EXCERPTED TEXT >>
● ● ● ● ● ● ●

Laura Nolan:And that basically wasn't able to keep up with the number of instances that we're trying to spin up all the time. Especially given that the network was still recovering. And so, yeah, it all went bad. So while automation wasn't the trigger for this incident, it made it worse and, you know, that's, that, that's something that we see as well. There was a really interesting Reddit writeup a few years back where they had a nasty outage because they were doing an upgrade on their service discovery system, I think. And what they had done was they had turned off a bunch of the automation that depended on that so that it wouldn't say read from an empty service discovery cluster as the cluster was coming back up. But they forgot, they forgot that they had SystemD or some other thing that was configured to restart this automation that they had turned off for the duration of their operations. And it came back up and it read from the empty database and it broke everything. It's just another, another example of the, lack of context sensitivity that we have with these very powerful control plane tools that we build.

● ● ● ● ● ● ●

DATA BLOCK >>
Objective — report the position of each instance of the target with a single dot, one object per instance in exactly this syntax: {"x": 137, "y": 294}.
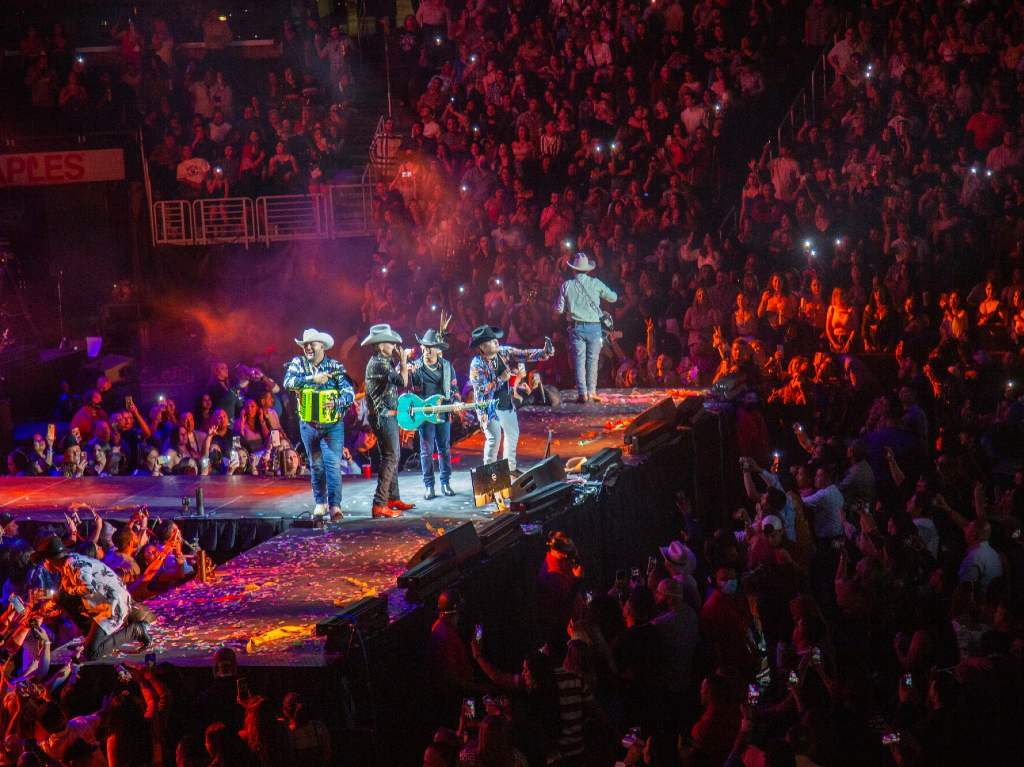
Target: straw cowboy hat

● ● ● ● ● ● ●

WRITTEN INSTRUCTION >> Could you carry on the transcript about automation making outages worse, starting right after its final sentence?

WRITTEN REPLY >>
Courtney Nash:We talk about this all the time, where, where one person who may have been designing that piece doesn't necessarily know how all the other pieces, you know, interact or can have these kinds of effects on each other. And we've, we've seen talk of this in, in other kinds of language, around sort of meta stable failures or maybe what some people often refer to as cascading kinds of failures. Do you consider these types of automation failures a, a subcategory of. It's own, it's own nemesis. I'm curious what you think about that.
Laura Nolan:I think it's its own thing. So I think that meta stable failures are interesting and there's been a lot of interest in them because they're another contributor to these big, gnarly, multi-hour outages that we see. They're very hard to recover from. And automation control plane type accidents can also be, gnarly and, and hard to recover from. And sometimes you, you can wind up with a cascading or, or meta stable element as part of this because, I think we saw that in the recent Reddit outage that they had where the, as a result of their pie day outage they had, I think they had a meta stable failure as they were trying to come back up because of the traffic trying to pour in and, having that empty, empty state.
Courtney Nash:The reason they seem similar to me, I guess, or at least maybe they share some characteristics. My dog is stomping at my door. Hold on.
Laura Nolan:Dogs are also terrible team players,
Courtney Nash:[In the distance to her dog]: You're a terrible team player. Come sit on your favorite chair.
Laura Nolan:But very cute.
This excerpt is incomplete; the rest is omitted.